◆ **WHAT YOU NEED TO DO**
Pick out every line in the material below that contains the word "headlight", and copy each of those lines.

◆ **INFORMATION PROVIDED**

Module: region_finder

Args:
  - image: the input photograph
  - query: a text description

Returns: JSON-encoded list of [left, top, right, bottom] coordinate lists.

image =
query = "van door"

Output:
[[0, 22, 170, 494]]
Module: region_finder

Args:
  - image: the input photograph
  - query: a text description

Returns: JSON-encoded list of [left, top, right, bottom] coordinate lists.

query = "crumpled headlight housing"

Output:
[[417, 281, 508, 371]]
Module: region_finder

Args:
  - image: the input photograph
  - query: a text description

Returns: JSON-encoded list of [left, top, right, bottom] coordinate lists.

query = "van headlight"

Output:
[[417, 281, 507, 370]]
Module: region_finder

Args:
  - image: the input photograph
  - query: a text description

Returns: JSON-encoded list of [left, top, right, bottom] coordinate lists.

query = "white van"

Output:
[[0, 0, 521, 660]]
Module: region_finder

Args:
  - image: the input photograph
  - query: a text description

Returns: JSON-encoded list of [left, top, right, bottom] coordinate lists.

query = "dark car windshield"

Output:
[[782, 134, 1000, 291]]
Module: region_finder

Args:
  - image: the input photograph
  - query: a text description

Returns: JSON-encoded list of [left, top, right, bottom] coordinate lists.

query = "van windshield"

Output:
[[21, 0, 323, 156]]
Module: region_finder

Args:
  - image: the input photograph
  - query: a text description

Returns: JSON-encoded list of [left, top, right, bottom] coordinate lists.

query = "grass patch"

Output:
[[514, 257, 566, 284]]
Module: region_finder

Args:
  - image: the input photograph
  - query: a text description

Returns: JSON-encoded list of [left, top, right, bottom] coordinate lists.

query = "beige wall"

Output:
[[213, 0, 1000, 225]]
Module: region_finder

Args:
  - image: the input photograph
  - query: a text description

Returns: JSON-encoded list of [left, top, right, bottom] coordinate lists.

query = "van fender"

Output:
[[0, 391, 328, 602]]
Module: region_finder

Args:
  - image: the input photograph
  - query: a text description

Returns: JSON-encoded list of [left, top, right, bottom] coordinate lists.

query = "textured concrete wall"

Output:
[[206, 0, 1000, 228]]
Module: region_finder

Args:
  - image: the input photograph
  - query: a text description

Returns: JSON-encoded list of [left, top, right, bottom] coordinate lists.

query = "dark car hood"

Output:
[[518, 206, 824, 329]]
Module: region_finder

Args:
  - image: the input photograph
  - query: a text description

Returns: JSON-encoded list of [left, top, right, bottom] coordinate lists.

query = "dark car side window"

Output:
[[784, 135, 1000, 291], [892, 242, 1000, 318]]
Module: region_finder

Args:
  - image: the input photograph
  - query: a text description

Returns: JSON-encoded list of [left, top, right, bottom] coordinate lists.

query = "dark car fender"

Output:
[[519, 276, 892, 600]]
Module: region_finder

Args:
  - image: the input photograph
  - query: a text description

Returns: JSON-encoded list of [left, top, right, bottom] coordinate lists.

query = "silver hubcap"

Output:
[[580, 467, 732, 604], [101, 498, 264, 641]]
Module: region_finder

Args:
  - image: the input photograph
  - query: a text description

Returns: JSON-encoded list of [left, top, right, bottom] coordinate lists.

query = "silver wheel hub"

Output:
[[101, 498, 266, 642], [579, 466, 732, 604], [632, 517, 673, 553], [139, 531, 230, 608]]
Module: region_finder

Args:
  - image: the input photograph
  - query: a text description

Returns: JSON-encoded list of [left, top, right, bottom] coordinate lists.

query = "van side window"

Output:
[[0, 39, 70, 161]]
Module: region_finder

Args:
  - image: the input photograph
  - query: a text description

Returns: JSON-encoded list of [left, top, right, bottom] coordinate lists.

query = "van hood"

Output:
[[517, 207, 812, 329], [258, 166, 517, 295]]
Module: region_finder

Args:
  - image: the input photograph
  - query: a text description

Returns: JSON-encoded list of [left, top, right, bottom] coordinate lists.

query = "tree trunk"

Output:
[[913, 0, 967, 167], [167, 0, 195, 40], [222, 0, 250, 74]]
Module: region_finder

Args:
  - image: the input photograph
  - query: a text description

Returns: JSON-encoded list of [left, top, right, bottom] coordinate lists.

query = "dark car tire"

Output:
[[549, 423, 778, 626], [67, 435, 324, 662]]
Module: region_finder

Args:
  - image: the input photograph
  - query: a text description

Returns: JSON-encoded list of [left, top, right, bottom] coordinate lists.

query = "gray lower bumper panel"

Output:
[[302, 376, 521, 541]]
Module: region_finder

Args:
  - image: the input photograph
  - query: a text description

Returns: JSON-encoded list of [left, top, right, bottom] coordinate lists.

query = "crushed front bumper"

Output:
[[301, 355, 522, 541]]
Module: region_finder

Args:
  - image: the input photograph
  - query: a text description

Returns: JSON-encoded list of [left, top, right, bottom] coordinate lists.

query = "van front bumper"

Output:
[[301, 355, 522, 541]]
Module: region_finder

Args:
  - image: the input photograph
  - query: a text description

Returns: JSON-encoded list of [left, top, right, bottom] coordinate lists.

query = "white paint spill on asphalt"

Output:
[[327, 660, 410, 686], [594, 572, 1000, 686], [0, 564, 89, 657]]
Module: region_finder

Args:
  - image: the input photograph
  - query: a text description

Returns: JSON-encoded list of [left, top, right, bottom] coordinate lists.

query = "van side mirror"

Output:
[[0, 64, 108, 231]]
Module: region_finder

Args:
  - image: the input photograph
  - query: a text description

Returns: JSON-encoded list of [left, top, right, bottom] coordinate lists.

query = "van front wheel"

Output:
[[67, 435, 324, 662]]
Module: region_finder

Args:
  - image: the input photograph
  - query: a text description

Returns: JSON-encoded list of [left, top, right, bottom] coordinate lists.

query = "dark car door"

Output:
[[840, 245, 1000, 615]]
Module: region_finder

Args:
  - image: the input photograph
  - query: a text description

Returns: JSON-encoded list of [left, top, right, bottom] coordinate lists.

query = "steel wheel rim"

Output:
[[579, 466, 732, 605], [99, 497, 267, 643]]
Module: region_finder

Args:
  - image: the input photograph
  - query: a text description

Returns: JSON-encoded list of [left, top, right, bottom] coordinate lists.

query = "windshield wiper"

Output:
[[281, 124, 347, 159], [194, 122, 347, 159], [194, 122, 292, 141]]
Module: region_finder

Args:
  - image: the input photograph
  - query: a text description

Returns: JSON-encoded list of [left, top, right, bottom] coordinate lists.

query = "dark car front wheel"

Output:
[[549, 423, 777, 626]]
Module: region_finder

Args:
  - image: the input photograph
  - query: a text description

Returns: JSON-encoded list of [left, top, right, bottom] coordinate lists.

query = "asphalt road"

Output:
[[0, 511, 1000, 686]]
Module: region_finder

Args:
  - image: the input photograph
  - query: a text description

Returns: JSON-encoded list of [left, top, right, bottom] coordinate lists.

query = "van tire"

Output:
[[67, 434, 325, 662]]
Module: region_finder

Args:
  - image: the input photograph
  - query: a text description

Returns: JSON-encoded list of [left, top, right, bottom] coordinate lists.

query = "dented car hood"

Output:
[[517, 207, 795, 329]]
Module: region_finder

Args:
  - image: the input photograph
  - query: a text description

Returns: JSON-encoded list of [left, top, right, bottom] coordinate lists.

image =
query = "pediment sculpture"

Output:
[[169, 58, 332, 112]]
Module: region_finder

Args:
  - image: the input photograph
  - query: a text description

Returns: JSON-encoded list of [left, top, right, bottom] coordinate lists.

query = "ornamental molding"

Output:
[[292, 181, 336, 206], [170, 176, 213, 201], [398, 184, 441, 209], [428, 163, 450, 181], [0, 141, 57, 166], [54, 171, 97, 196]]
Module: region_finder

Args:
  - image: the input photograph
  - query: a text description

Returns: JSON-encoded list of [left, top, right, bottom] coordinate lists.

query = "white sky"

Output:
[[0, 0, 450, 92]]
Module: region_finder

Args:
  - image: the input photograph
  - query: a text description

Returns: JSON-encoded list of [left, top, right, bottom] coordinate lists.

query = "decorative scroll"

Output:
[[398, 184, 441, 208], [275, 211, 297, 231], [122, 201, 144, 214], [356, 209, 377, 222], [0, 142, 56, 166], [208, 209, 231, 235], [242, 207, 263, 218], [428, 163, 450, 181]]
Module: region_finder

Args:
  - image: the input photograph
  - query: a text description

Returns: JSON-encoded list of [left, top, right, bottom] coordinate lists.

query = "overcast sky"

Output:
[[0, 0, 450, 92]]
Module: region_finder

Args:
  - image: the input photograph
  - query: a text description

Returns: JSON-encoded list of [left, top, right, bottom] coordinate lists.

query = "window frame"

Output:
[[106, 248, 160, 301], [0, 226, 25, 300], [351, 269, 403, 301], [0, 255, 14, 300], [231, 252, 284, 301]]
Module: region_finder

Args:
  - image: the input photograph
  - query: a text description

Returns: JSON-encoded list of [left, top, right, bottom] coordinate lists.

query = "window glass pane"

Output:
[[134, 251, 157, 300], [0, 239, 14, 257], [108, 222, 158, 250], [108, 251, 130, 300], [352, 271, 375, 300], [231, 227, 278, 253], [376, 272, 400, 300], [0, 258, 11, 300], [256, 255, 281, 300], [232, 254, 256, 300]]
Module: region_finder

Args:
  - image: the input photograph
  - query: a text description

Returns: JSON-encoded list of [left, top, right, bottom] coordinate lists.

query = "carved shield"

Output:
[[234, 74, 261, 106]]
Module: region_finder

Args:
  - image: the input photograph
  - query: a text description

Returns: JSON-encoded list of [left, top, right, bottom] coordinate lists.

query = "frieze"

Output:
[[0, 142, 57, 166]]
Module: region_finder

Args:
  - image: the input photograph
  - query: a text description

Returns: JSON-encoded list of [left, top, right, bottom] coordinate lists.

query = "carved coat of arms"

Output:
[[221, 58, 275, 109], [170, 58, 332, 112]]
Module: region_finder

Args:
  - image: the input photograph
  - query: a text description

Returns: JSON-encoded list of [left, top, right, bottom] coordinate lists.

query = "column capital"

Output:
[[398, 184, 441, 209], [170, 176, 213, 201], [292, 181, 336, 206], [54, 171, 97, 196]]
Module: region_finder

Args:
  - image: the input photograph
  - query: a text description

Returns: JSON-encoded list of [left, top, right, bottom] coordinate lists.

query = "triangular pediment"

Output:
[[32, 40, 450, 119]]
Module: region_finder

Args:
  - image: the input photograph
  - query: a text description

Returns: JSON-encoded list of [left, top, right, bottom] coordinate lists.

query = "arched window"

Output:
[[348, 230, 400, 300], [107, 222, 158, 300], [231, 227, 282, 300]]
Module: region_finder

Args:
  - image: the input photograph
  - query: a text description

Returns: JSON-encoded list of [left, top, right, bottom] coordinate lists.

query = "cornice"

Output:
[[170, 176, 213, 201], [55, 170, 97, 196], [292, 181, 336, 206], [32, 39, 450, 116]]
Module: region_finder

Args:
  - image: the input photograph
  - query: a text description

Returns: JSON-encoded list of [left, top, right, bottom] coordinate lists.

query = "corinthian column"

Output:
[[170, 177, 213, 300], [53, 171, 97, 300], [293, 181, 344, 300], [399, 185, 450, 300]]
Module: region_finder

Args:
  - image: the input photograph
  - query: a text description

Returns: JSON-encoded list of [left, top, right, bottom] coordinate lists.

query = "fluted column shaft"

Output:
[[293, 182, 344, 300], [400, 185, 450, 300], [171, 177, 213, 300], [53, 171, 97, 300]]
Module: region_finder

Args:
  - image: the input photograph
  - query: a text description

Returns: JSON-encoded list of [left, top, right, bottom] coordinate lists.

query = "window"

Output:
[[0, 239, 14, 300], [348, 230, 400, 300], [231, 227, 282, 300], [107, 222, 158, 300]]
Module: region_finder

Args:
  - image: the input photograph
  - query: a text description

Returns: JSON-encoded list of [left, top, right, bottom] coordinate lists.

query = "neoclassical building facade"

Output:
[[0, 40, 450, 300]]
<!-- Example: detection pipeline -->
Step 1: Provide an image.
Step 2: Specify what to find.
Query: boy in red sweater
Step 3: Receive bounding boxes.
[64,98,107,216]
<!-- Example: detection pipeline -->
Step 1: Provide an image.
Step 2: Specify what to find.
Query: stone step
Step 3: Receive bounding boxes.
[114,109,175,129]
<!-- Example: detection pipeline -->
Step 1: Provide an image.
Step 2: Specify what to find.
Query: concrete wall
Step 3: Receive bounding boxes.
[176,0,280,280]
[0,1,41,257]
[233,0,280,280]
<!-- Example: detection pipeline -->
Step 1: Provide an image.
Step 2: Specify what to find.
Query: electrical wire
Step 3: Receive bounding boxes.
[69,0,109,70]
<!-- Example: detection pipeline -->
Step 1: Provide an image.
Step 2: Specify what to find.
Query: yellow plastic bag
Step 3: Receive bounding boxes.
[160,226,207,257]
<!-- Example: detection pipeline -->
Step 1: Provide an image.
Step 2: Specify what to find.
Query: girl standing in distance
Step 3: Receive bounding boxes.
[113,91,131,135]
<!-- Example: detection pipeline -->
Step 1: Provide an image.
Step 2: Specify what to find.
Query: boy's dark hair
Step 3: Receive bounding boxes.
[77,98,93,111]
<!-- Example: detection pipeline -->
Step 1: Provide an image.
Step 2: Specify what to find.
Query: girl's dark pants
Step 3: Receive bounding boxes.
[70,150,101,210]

◆ **SOLUTION TO THIS TASK**
query = "crumpled headlight housing"
query = "van headlight"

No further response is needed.